**To do**. Rewrite every line of the records below as a numbered list, skipping blank lines. Leave the pictures out of your answer.

**Photo object pointing records**.

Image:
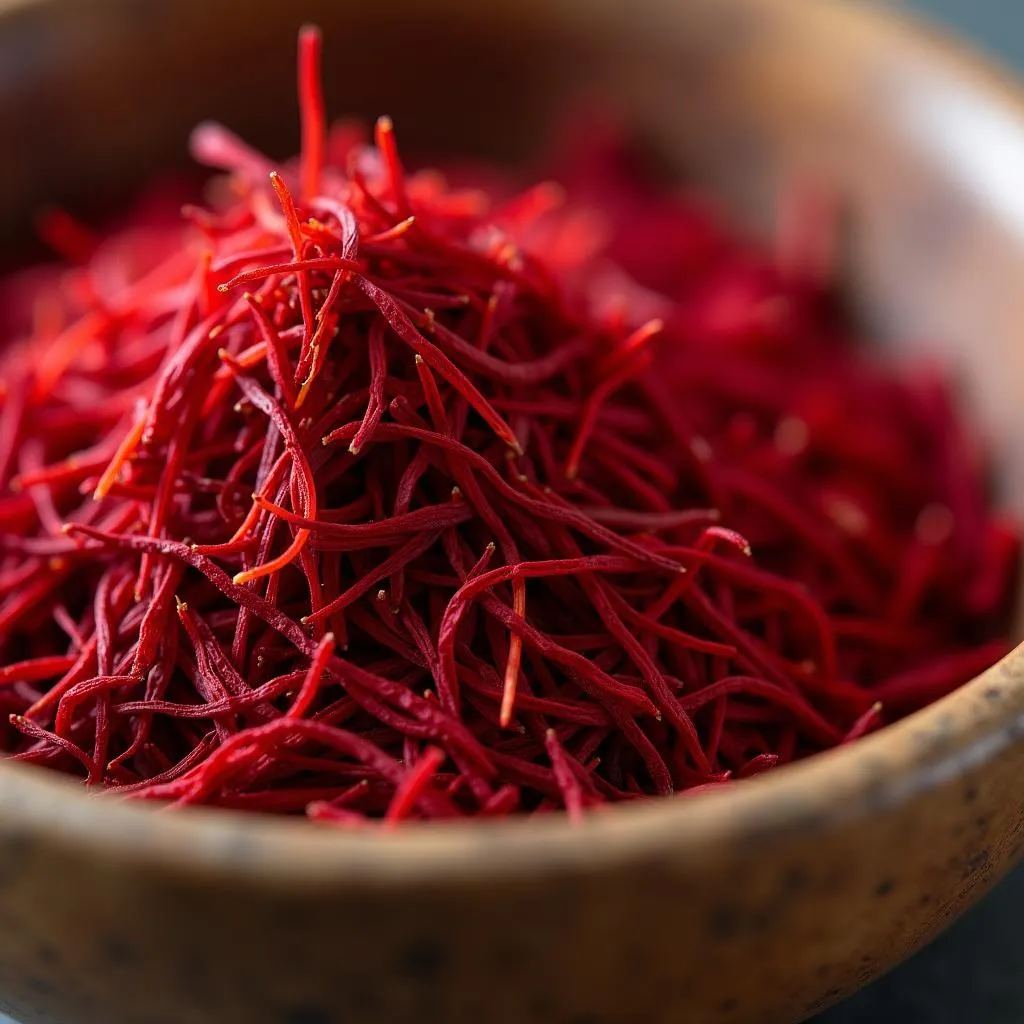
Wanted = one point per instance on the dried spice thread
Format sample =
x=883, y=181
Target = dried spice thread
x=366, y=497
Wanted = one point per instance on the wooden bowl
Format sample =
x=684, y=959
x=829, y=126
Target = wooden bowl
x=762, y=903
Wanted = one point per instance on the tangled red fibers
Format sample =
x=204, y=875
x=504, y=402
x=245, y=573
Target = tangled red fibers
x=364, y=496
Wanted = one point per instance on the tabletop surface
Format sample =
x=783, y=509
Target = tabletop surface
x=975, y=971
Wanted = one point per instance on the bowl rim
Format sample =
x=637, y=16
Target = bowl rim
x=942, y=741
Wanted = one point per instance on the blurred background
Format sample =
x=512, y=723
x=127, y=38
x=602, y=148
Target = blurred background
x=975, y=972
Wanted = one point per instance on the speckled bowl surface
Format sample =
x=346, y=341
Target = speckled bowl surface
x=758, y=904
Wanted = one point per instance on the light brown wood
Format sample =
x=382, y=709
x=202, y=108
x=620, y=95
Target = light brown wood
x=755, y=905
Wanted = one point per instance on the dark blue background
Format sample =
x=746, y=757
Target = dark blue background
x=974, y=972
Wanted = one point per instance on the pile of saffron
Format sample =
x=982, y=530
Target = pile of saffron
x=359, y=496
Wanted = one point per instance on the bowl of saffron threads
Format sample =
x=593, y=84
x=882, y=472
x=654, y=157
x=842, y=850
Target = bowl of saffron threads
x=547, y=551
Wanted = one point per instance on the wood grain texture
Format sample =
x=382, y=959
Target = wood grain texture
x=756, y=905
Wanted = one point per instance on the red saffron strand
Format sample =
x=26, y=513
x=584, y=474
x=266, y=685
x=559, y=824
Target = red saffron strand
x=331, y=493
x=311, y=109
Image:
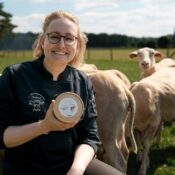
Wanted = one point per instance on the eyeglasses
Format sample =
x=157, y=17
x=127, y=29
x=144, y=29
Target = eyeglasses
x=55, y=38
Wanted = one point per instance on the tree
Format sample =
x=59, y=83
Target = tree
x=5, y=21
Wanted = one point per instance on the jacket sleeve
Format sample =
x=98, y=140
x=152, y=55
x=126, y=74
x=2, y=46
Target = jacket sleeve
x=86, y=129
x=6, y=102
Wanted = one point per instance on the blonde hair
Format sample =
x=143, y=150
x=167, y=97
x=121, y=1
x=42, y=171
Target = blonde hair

**Solution**.
1. Image:
2. Wanted = one point per instance on the dried spice thread
3. Format sample =
4. x=883, y=181
5. Target = dried spice thread
6. x=366, y=497
7. Wanted = one point per instance on the wooden bowl
8. Format sample =
9. x=684, y=959
10. x=829, y=126
11. Target = wooden bowl
12. x=762, y=903
13. Wanted = one point per instance on the tangled red fibers
14. Format sample =
15. x=204, y=875
16. x=504, y=402
17. x=245, y=573
18. Target = tangled red fibers
19. x=364, y=496
20. Wanted = one point per instance on the tabletop surface
21. Format sample =
22. x=783, y=509
23. Target = tabletop surface
24. x=975, y=971
25. Wanted = one point per instance on the bowl rim
26. Format sample =
27. x=637, y=16
28. Target = bowl rim
29. x=942, y=741
30. Wanted = one point per instance on the blurred background
31. Format sample =
32. x=512, y=723
33. x=127, y=38
34. x=602, y=148
35. Target = blurred background
36. x=975, y=972
37. Wanted = one point per instance on the speckled bowl surface
38. Format sample =
39. x=346, y=341
40. Target = speckled bowl surface
41. x=758, y=904
42. Wanted = one point per instance on the light brown wood
43. Format sample =
44. x=382, y=709
45. x=202, y=108
46. x=620, y=95
47. Target = light brown wood
48. x=755, y=905
49. Wanted = one point per instance on the dark blue background
50. Format sample =
51. x=746, y=757
52. Target = dark blue background
53. x=974, y=972
54. Wanted = one point per instance on the pile of saffron
55. Format sample =
56. x=982, y=530
57. Target = pile of saffron
58. x=359, y=496
59. Wanted = one point per instance on the bowl of saffron threads
60. Format sample =
61. x=593, y=84
62. x=882, y=472
63. x=654, y=157
64. x=842, y=850
65. Target = bowl of saffron threads
66. x=547, y=551
67. Wanted = one point per instance on the wood grain texture
68. Format sample =
69. x=382, y=959
70. Target = wood grain texture
71. x=756, y=905
72. Wanted = one point per instance on the red saffron strand
73. Format sample =
74. x=26, y=513
75. x=584, y=474
76. x=266, y=685
77. x=559, y=824
78. Target = red saffron strand
79. x=331, y=493
80. x=311, y=109
81. Image:
82. Wanted = one point per instance on the eyeglasses
83. Format sample =
84. x=157, y=17
85. x=127, y=29
86. x=144, y=29
87. Target = eyeglasses
88. x=55, y=38
89. Wanted = one point per instance on the tree
90. Format sample =
91. x=59, y=83
92. Target = tree
93. x=5, y=21
94. Wanted = one point per instance on the jacket sleeve
95. Format sample =
96. x=98, y=140
97. x=152, y=55
98. x=126, y=74
99. x=2, y=46
100. Target = jacket sleeve
101. x=86, y=129
102. x=6, y=102
103. Wanted = one point per instance on the blonde hair
104. Format sample =
105. x=143, y=150
106. x=167, y=97
107. x=121, y=1
108. x=42, y=171
109. Target = blonde hair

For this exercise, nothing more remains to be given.